== WRITTEN TASK ==
Leaving out the pictures, transcribe all of the records faithfully.

== RECORDED DATA ==

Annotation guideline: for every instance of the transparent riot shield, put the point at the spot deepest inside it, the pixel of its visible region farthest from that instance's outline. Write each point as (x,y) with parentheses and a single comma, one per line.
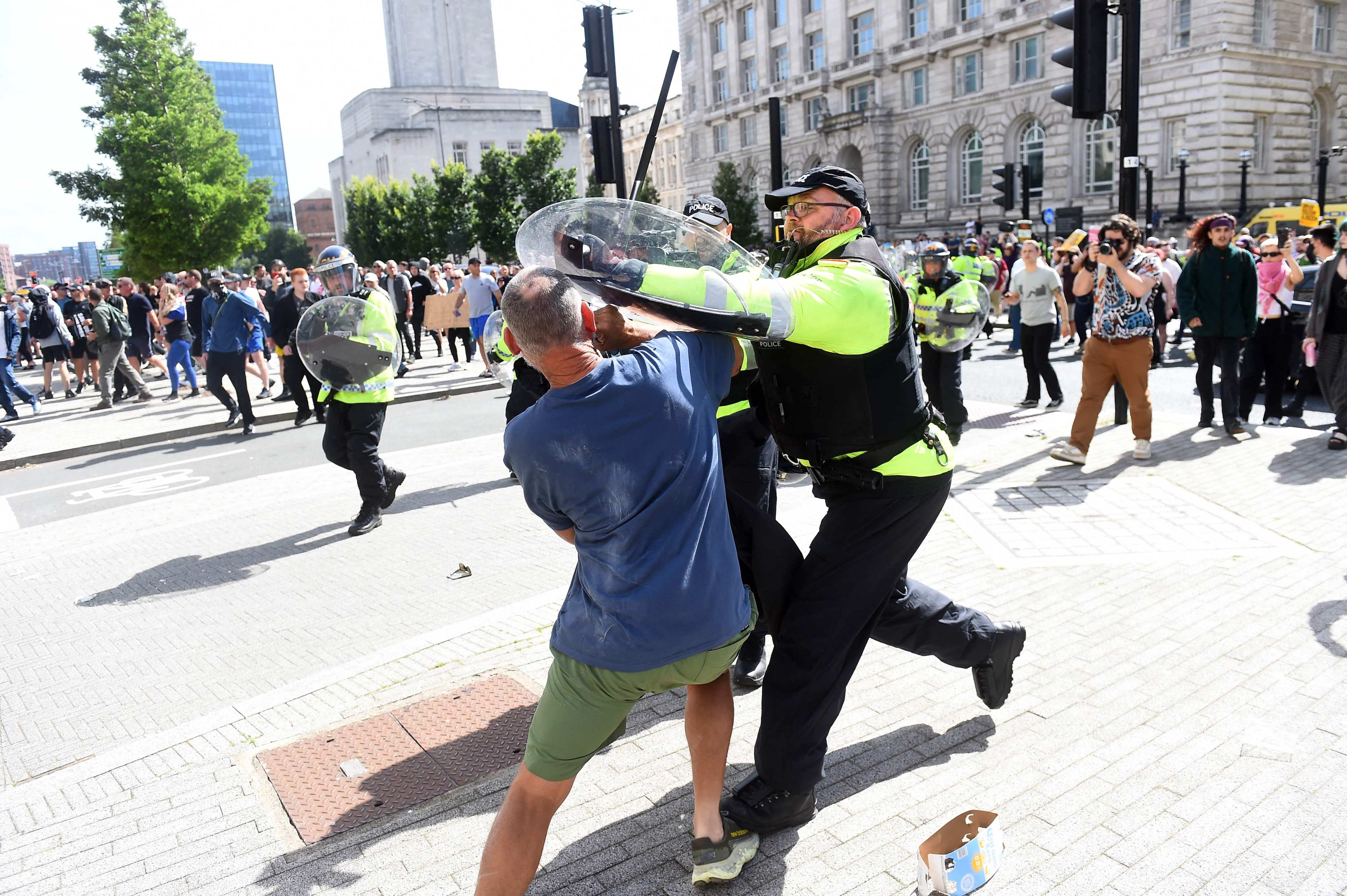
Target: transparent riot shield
(500,360)
(960,315)
(349,342)
(607,245)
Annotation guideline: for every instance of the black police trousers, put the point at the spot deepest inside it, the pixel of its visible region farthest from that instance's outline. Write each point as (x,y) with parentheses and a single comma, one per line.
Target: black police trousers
(351,440)
(850,588)
(230,364)
(942,374)
(748,459)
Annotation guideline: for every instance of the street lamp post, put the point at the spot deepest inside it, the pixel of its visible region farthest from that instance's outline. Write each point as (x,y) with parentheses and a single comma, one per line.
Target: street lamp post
(1183,186)
(1245,156)
(440,128)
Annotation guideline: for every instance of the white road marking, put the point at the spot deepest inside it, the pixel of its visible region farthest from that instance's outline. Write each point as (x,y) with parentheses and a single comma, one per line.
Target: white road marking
(153,483)
(127,473)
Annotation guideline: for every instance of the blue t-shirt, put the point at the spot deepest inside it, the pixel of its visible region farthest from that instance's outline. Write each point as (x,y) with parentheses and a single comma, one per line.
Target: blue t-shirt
(629,457)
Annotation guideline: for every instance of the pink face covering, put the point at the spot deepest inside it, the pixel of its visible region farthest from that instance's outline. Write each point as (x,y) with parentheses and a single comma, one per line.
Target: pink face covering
(1271,276)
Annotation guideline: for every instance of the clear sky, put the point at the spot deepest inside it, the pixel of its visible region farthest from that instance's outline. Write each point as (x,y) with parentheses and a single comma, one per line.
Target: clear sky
(325,53)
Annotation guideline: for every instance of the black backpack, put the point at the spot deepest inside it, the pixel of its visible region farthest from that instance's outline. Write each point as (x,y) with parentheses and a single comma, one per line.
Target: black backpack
(39,322)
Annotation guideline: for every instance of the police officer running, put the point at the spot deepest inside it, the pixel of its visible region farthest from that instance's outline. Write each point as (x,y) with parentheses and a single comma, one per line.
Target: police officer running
(748,451)
(355,411)
(841,391)
(943,300)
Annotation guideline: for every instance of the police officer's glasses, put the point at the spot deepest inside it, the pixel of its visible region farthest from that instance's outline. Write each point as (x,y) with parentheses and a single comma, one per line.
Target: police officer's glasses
(801,209)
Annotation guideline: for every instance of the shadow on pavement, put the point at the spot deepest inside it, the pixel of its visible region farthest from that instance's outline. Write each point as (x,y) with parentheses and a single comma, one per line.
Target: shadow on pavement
(193,572)
(647,851)
(1322,617)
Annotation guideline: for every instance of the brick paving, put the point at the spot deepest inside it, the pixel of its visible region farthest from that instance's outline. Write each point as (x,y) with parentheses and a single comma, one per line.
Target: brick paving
(69,428)
(1178,723)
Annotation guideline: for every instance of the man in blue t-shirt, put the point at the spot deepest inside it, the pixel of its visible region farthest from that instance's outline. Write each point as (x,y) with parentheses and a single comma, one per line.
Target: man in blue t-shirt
(622,459)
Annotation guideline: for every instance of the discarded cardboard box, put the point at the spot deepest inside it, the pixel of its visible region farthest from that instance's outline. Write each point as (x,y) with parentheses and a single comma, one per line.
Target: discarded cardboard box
(962,856)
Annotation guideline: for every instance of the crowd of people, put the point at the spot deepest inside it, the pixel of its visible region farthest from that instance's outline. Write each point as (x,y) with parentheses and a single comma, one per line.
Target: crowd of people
(106,337)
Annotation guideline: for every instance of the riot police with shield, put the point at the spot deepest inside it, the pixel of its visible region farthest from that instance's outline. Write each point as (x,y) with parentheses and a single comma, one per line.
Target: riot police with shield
(351,342)
(841,392)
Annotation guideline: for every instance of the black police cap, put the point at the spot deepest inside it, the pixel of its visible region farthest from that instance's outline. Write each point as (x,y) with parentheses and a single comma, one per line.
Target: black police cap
(841,181)
(706,209)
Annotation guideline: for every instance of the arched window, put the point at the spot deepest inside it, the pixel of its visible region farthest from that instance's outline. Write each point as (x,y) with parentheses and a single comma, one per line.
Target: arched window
(970,170)
(1031,156)
(920,182)
(1101,151)
(1316,126)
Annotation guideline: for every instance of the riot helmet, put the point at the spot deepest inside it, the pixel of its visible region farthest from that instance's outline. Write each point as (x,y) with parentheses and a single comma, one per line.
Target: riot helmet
(935,253)
(339,272)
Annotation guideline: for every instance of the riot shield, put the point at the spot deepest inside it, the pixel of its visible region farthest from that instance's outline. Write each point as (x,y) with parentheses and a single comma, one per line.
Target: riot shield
(345,342)
(960,319)
(500,360)
(605,247)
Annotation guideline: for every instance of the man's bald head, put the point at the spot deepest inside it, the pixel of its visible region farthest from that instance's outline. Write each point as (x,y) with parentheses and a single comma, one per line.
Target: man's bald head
(542,309)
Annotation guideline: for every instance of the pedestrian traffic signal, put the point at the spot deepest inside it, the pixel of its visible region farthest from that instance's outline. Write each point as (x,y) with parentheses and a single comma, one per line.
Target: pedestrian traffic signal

== PROBLEM SOLUTION ==
Annotation guideline: for every instance of the transparent riot shield, put the point at the spot deepest inside it, the pixel of its visible region farthest from that instance's outline. Write each point as (x,y) with parentheses and a single comma, one per line.
Target: transparent riot shield
(500,360)
(960,315)
(349,342)
(607,245)
Annotation guideline: for every instance of the black police trousers, put the point at the spot deepest inside it, the pixel of its visible region farthest from that instance's outline. Write each point as (x,y) with parentheses and a single comma, one per line.
Target: black police trousers
(351,440)
(850,588)
(230,364)
(942,374)
(748,459)
Annotation guideline: for every instance of the street lamp post, put the point at the spot deepest inside it, the pixel of its visible region farthest from that instance's outline. Write each point as (x,y) with parentheses and a single comma, one per line.
Target: street lamp post
(1183,186)
(1245,156)
(440,128)
Annotation guideline: for every instance of the white road marking, put the point at the spot deepest inside it, the pixel of its visible region farthest from that instance's outline. Write each point as (x,y) with parentheses and a single comma, one per line.
Target: white road marking
(153,483)
(127,473)
Annotation guideline: for every instance of the blue t-shirt, put the point at the spot deepest inside it, the pixel of its visible region farthest from that instance's outline. Write each point as (x,y) with parentheses and a single comma, one per line.
Target: blue t-shirt
(629,457)
Annotation guideline: for every instance of the pink face covering, put the point at the spot deepest inside it, the pixel of its visible region farthest from that instance's outline. Write each point as (x,y) with parentheses and a single comma, one per line.
Target: pink face covering
(1271,276)
Annotation guideline: for every instance of the clear sky, put the point at the spot deepest inside it, the pixel of its visible region farthest from that instance's outline. Write each point as (x,y) with parentheses and a single comma, one per line.
Target: clear sky
(325,53)
Annotation guideline: for every instance of the black backpack, put the point at the spot deepest inside it, the pixel of its visible region farthest from that instance's outline. Write each point as (x,y) with parentheses and a single comma, one per line.
Target: black backpack
(39,322)
Annotation guideline: for every instance of the police officer running, put the point at the spot deepest inside it, the pixel of its visible region farthest from that instance's outline. Write each point as (x,y) with parentheses and a single comma, one per line.
Target: police officer running
(748,451)
(355,411)
(841,391)
(943,300)
Annotation guideline: for every instance of the police officer's glasses, put the point at the spot deepest inside it, the pixel of its visible region farthest from that instance's outline. Write each point as (x,y) with parentheses and a single comma, one per line.
Target: police officer's glasses
(801,209)
Annotation guideline: for every instance of the shadow on pavement, put the point at the spot deepest inside it, the pixel of its visible region farthest from that instance's outline. Write each point as (x,y) with parentheses and a single comma, one per line.
Target: shadow on pavement
(193,572)
(647,851)
(1322,617)
Annotation guideline: for every instance of the brick paving, put the point at the spot deepest inside it, the pixel of its visible region farthest from that instance's outline. Write each point as (x,y) with parentheses and a single comma, one per line.
Target: brick paving
(69,428)
(1178,723)
Annotation guideline: for every instance of the man in blue t-shirt, put the point at the spot deepest inside it, the pixel of its visible region farthest from that instance's outline. Write each point as (x,y) with parentheses and a single comma, one per line.
Target: man in blue t-shirt
(622,459)
Annotation guideline: for every instance of the discarded cardboard box, put the point at the spot deepest inside it, the pixel of its visible region farthest from that instance's outline. Write each point as (x,y) with parentheses and a single comma, one per line.
Target: discarded cardboard box
(962,856)
Annotation guideline: for every instance of the crowd of people, put the point at the spot deepest inside it, the pixel of its visible region farthest from that instance's outline. Write each point as (x,y) with parentheses and a single comma, one per line.
Target: crowd of people
(106,337)
Annotation guideline: for every instance of the riot police with shield, put the point at the spot deepest inside it, the pixel of its visible region farthest from that instance's outline. Write each point as (x,y) with parentheses and a single comma, one per line.
Target: riot police with shield
(351,342)
(841,392)
Annotation guideline: for every instance of the black police cap, put the point at the spot deepest inside it, the pixel of its visible region farthest from that instance's outline. Write each point as (x,y) with parentheses and a single comma, one per line.
Target: black police cap
(841,181)
(706,209)
Annotation guideline: for every instance of the arched window, put the point at the spot deepest inside it, the pixel of its visible region farthest from that instance's outline. Write each point as (x,y) with parentheses and a single comma, one per line.
Target: arched window
(970,170)
(1031,156)
(920,182)
(1101,151)
(1316,126)
Annotation guideline: for every instance of the riot helmet, put the point at the spot deepest inside it, the pixel of its visible region farthest from that instance's outline. Write each point as (x,y) with parentheses and a single comma, one per line.
Target: riot helmet
(935,253)
(339,272)
Annotation guideline: for every instance of the riot shield, put the point at the spot deepest inside it, the pixel of its visible region farthest from that instance's outline. Write each point as (x,y) with parentheses and a single comma, one per line.
Target: riot shield
(345,342)
(960,319)
(500,360)
(605,247)
Annotation guideline: for every instance of the man's bald head, put the point at the spot deepest inside it, the pixel of its visible region farthest from that instance's outline. Write each point as (x,y) with parentheses and a single comma, one per line.
Target: man's bald head
(542,309)
Annotation guideline: for every instance of the pedestrian traffic signal, put the point at the spot deepest inside it, the pixel of its visible region farthest from that instance's outline. Write each point as (x,y) with parentheses and a single comma, one per line.
Target: pedestrian traffic signal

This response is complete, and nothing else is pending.